Directions → Recast the lines starting at the very first one and ending at the one containing "negative clicks: (263, 471) (310, 504)" as a Markdown table with the columns Row and Text, skipping any blank lines.
★ ★ ★ ★ ★
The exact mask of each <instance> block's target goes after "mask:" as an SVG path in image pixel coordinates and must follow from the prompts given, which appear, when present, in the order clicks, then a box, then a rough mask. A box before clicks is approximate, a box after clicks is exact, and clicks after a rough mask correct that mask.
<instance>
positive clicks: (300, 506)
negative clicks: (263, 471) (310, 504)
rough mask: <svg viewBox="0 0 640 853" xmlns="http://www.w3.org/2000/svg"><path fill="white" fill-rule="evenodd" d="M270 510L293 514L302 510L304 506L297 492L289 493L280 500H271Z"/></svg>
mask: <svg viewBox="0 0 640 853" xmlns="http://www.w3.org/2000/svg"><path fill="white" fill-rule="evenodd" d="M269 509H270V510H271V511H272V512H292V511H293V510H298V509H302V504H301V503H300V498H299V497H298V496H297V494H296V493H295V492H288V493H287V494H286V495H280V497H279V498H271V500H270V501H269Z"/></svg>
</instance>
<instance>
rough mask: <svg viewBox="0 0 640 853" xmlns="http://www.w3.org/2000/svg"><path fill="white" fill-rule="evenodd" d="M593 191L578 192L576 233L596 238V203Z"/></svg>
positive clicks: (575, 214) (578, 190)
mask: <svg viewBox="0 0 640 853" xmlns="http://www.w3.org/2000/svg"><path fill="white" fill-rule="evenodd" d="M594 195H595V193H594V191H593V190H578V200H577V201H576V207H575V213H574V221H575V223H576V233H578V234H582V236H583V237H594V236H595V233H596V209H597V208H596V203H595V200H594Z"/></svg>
★ ★ ★ ★ ★
Response area →
| Row | Text |
|---|---|
| 1 | The exact mask of each <instance> block's target goes after "mask:" as an SVG path in image pixel coordinates and must follow from the prompts given, which appear, when present, in the order clicks, then a box, then a rough mask. A box before clicks is approximate, a box after clicks is exact, and clicks after a rough mask correct that mask. |
| 2 | <instance> |
| 3 | positive clicks: (300, 506) |
| 4 | negative clicks: (263, 471) (310, 504) |